TASK INSTRUCTIONS: Transcribe all the entries word for word, skipping the pictures.

MATERIAL PROVIDED:

╭──

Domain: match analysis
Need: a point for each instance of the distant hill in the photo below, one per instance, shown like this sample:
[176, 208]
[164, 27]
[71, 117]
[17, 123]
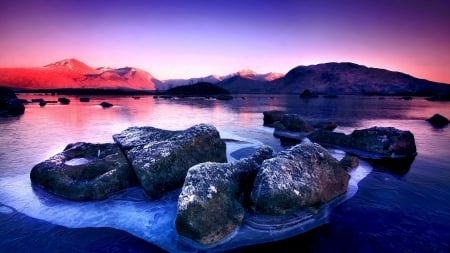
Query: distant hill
[351, 78]
[198, 89]
[328, 79]
[244, 74]
[338, 79]
[72, 73]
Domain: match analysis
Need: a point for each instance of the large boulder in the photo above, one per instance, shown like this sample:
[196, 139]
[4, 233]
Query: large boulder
[291, 129]
[372, 143]
[161, 159]
[438, 120]
[9, 103]
[297, 178]
[211, 203]
[85, 171]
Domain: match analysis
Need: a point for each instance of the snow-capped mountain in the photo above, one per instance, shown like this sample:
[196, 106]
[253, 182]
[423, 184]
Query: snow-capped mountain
[72, 73]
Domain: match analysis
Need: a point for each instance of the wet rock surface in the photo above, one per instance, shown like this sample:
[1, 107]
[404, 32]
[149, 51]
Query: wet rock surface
[211, 203]
[9, 103]
[85, 171]
[302, 176]
[161, 159]
[372, 143]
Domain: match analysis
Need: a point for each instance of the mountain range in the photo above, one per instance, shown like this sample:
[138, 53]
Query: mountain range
[72, 73]
[328, 78]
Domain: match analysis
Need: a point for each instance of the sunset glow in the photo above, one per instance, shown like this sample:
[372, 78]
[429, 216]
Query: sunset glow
[183, 39]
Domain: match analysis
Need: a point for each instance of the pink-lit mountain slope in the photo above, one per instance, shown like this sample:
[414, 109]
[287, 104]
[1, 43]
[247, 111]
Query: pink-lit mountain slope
[72, 73]
[245, 74]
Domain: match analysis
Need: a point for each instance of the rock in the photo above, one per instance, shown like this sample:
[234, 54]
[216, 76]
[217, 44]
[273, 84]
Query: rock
[297, 178]
[307, 94]
[294, 122]
[37, 100]
[139, 136]
[224, 97]
[85, 171]
[326, 125]
[291, 129]
[349, 162]
[64, 101]
[440, 97]
[9, 103]
[211, 203]
[271, 117]
[438, 120]
[106, 104]
[161, 159]
[371, 143]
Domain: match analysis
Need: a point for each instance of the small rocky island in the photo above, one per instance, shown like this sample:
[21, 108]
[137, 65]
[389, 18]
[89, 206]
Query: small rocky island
[216, 195]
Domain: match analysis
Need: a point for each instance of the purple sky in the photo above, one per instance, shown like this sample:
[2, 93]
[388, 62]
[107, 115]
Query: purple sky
[192, 38]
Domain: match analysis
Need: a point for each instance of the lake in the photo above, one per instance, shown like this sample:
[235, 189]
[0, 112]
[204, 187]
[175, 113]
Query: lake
[390, 211]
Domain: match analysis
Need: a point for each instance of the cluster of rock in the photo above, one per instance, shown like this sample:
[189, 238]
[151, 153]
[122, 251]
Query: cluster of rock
[438, 121]
[157, 159]
[9, 103]
[215, 195]
[372, 143]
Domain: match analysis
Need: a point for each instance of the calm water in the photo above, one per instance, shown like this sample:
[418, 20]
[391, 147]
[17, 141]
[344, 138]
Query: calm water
[390, 212]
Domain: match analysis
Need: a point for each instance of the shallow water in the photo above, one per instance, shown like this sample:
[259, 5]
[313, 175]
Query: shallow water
[391, 211]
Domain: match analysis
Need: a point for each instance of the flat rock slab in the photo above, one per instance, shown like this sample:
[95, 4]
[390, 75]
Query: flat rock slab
[85, 171]
[161, 158]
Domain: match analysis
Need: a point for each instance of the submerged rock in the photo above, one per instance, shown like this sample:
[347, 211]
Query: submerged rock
[9, 103]
[161, 158]
[271, 117]
[106, 104]
[291, 129]
[85, 171]
[211, 203]
[371, 143]
[438, 121]
[300, 177]
[349, 162]
[64, 100]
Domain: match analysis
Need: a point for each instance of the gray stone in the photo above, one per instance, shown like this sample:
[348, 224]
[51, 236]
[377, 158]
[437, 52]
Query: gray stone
[161, 159]
[349, 162]
[371, 143]
[85, 171]
[211, 203]
[300, 177]
[273, 116]
[9, 103]
[140, 136]
[438, 121]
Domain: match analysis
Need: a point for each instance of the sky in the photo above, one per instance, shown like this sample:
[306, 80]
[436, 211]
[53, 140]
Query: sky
[193, 38]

╰──

ANSWER TO THE EXERCISE:
Domain: match analysis
Need: a point for each instance of the distant hill in the photo below, one per instance, shown like this sample:
[176, 208]
[164, 27]
[71, 117]
[17, 123]
Query: distant hill
[351, 78]
[198, 89]
[328, 79]
[244, 74]
[338, 79]
[72, 73]
Domain: match analysis
Need: a point for each instance of the large boulder in the photo above, one per instance, shown like this sample:
[196, 139]
[4, 233]
Query: large boulder
[291, 129]
[372, 143]
[161, 159]
[438, 120]
[9, 103]
[297, 178]
[211, 203]
[85, 171]
Domain: match analysis
Need: a point for each instance of the snow-capped mountain in the photo above, one per instance, shown like this sample:
[196, 106]
[253, 182]
[423, 184]
Query: snow-capped mountain
[72, 73]
Domain: match analysis
Need: a point for each instance of the wet rock surface in the photo above, one per instance, shown like this sample:
[1, 107]
[404, 32]
[149, 51]
Query: wet rock surface
[211, 203]
[9, 103]
[85, 171]
[302, 176]
[161, 159]
[372, 143]
Domain: match analysis
Need: a point for each instance of the mountain range in the photo above, one per instance, shown like this sample:
[138, 53]
Query: mountain range
[72, 73]
[328, 78]
Domain: match analysis
Need: a point for each instance of the sunset glow in the photo above, one per instance, shown like this sample:
[372, 78]
[429, 216]
Query: sunset glow
[183, 39]
Domain: match analysis
Need: a point for each instance of the pink-lit mountain slope in the photo above, one per instance, shown like this sample:
[414, 109]
[287, 104]
[1, 43]
[247, 111]
Query: pink-lit mountain slope
[72, 73]
[245, 74]
Domain: match analysis
Need: a point for each instance of the rock in the photo above, one per instance, shown like this sample:
[234, 54]
[216, 76]
[217, 44]
[273, 84]
Query: rock
[297, 178]
[307, 94]
[294, 122]
[37, 100]
[139, 136]
[224, 97]
[85, 171]
[326, 125]
[291, 129]
[349, 162]
[64, 101]
[440, 97]
[9, 103]
[211, 203]
[271, 117]
[438, 120]
[106, 104]
[161, 159]
[371, 143]
Domain: match analysis
Need: a point for each instance of the small rocky island in the photo above, one per instance, shown like this sample:
[21, 108]
[137, 65]
[389, 18]
[89, 206]
Query: small rocky island
[216, 195]
Domain: match analysis
Need: a point for each instance of the purple sky in the photo above, one per instance, shown like this sample:
[2, 93]
[388, 62]
[107, 115]
Query: purple sky
[192, 38]
Domain: match analysis
Need: a point for each instance of the lake in the photo above, one per instance, shown like this sample:
[235, 189]
[0, 112]
[204, 187]
[175, 113]
Query: lake
[390, 211]
Domain: match analysis
Need: a point for each instance of the cluster of rock in the photo above, one per instance, shown like this sample:
[189, 238]
[151, 153]
[122, 251]
Query: cluster of rock
[438, 121]
[157, 159]
[9, 103]
[215, 195]
[372, 143]
Domain: match analysis
Need: a point for each instance of the calm water in the photo above, one per instance, shown like this sample:
[418, 20]
[391, 147]
[17, 141]
[344, 138]
Query: calm water
[390, 212]
Domain: match analysis
Need: a point for each instance of the shallow water in the photo above, one per instance, shown like this sample:
[259, 5]
[313, 175]
Query: shallow water
[391, 211]
Domain: match analysis
Need: a point for each instance of the flat rock slab in the photo above, one per instance, shown like this sample:
[95, 4]
[390, 75]
Query: flat rock slab
[85, 171]
[161, 158]
Domain: match analysis
Need: a point for each instance of the submerged rock in the photo above, one per instance, shown like this sample:
[347, 211]
Query: submerged rock
[9, 103]
[161, 158]
[271, 117]
[106, 104]
[291, 129]
[85, 171]
[211, 203]
[371, 143]
[438, 121]
[300, 177]
[349, 162]
[64, 100]
Domain: match analysis
Need: a point for each instance of the gray stone in the photo above, one per instance, shown like this sample:
[348, 224]
[51, 236]
[377, 158]
[437, 52]
Query: gray stone
[161, 159]
[349, 162]
[371, 143]
[85, 171]
[211, 203]
[300, 177]
[273, 116]
[9, 103]
[140, 136]
[438, 121]
Domain: match analysis
Need: a point for each instance of the sky in the photo above, one per instance, shown like this sample:
[306, 80]
[436, 211]
[53, 140]
Query: sky
[193, 38]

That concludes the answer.